### DESCRIPTION OF THE TASK
Pick up the forum thread debating whether broken production code stems from weak coding skill or poor communication, and write the next part of it after its final sentence.

* START QUOTED PASSAGE *

The amount of broken code that exists in production seems to disagree with that ...

jeffreygoesto · on Sept 4, 2022

Why though? Most broken code I saw is due to not getting the requirements and edge cases right. Getting to know those is communkcation and wanting to know them is experience.

dagss · on Sept 4, 2022

I have seen lots of code where the author did not understand DB transactions (at all!), without idempotency even if it was critical, test suites that call getters and setters for coverage stats but without any actual assertions; those kind of things.

ironmagma · on Sept 4, 2022

I doubt anything someone writes here could change your mind. There are just so many things: knowing when to add tests, checking multiple places when fixing a bug, avoiding mutation, knowing when to do a rewrite, avoiding complexity… these are all things that are just knowing how to code that are difficult.

dahart · on Sept 4, 2022

It was a valid question, no need to try to project hard-headedness. You probably won’t change any minds that way. So how do people come to know these things? Can you learn them in a vacuum sitting by yourself without communicating with anyone? Knowing when and how to add tests is a company-specific task, it’s different every place you’ll work, someone has to tell you. What if the primary reason code breaks really is because people weren’t communicating over the process, requirements, dependencies or design enough? All the things you mentioned are things a mentor and code reviews and documentation are meant to address, i.e., communication.

ironmagma · on Sept 4, 2022

I think all these things can be learned even as a company of one, without ever speaking to your customers. It will take longer and the lessons will be harder to learn, but you will get all of it because it’s just problems with the programmer himself/herself, not problems with other people.

We can “what if” all day.. and yes, mentoring can improve these things but that can be said about lots of things that aren’t caused by poor communication. It just really sounds like you need the answer to be poor communication which is why I reacted that way.

dahart · on Sept 4, 2022

> It just really sounds like you need the answer to be poor communication which is why I reacted that way.

Please. This is out of order. You didn’t react to me originally, and nobody here demanded that the answer is communication. You’re the only one insisting. You were asked a simple question, and the (as yet unanswered) question to you was why you attribute problems in production to coding and not communication, since there are plenty of examples of miscommunication leading to production bugs. This ad-hominem nonsense is you just making assumptions.

I can easily agree that you’re sometimes right, that there are some bugs caused by lack of knowledge or skill or schooling, and that there are bugs caused by individuals and that communication plays little to no role. I can also safely say, after a career that spans about the same length as the article author’s, and after doing decades of both programming and management, that the majority of problems that matter in production and the biggest and worst problems I’ve seen were caused by poor communication. One example would be that I’ve twice watched engineering departments decide to rewrite a large codebase from scratch, and it turned into a many year effort costing many millions of dollars, with thousands of production bugs and issues all resulting from the decision that wasn’t well planned. There are of course also bugs that are both, caused by individual knowledge or skill, but could have been saved with more oversight.

* END QUOTED PASSAGE *
* START PROVIDED INFORMATION *

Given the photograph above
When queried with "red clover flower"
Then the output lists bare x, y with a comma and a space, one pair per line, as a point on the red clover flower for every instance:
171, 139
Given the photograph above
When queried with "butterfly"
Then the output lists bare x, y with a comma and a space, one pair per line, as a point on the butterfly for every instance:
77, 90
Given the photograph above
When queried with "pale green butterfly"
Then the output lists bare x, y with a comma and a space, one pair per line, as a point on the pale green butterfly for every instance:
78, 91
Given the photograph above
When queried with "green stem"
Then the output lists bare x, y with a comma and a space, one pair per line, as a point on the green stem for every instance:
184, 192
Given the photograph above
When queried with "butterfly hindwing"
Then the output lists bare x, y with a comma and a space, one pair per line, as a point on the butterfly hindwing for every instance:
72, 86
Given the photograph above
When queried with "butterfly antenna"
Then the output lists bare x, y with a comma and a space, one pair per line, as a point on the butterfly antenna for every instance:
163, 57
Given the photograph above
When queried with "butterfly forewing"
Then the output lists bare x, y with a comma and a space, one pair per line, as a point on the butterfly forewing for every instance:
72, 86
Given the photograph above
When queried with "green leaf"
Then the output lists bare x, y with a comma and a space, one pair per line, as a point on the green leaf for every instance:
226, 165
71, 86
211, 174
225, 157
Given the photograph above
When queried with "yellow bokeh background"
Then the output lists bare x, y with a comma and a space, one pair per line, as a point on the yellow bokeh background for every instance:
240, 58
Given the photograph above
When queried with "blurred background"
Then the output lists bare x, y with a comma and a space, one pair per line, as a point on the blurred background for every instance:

* END PROVIDED INFORMATION *

### EXERCISE ANSWER
Feel free to share some concrete examples if you have some that you feel demonstrate production issues are cause more often by pure code and are not miscommunication. I’ve seen some and I have no doubt there are some. I’m open to hearing your answer and examples. Keep in mind this thread so far from my perspective is text-book miscommunication; the claim that production bugs means code is the cause and communication is not, is so broad and so vague and so ill-defined that of course I have no idea what you really mean. Feel free to elaborate and illustrate your point more clearly.

ironmagma · on Sept 4, 2022

> I’ve twice watched engineering departments decide to rewrite a large codebase from scratch

This is the problem, not that they communicated about it wrong. If your rewrite fails, it's because you either didn't know what you were getting into (scoping issues, happens with a 1-person team too), didn't have enough follow through (again, not unique to teams), or didn't have a gradual transition plan to the new codebase and thus couldn't devote enough bandwidth to it while retaining customers. The failure of these are not related to communication, they're just execution problems. An executive somewhere failed at these companies, not a team.

dahart · on Sept 4, 2022

> The failure of these are not related to communication, they're just execution problems. An executive somewhere failed at these companies, not a team.

Hard disagree, this is full of assumption. The teams were complicit in failing to plan well enough. I was there. Expecting an executive to handle this, or placing the blame, sounds like a very bad expectation. Execs can’t plan something like this on their own, they rely on the team to even know what needs rewriting and how to do it and how long it’ll take.

(You still haven’t answered the question.)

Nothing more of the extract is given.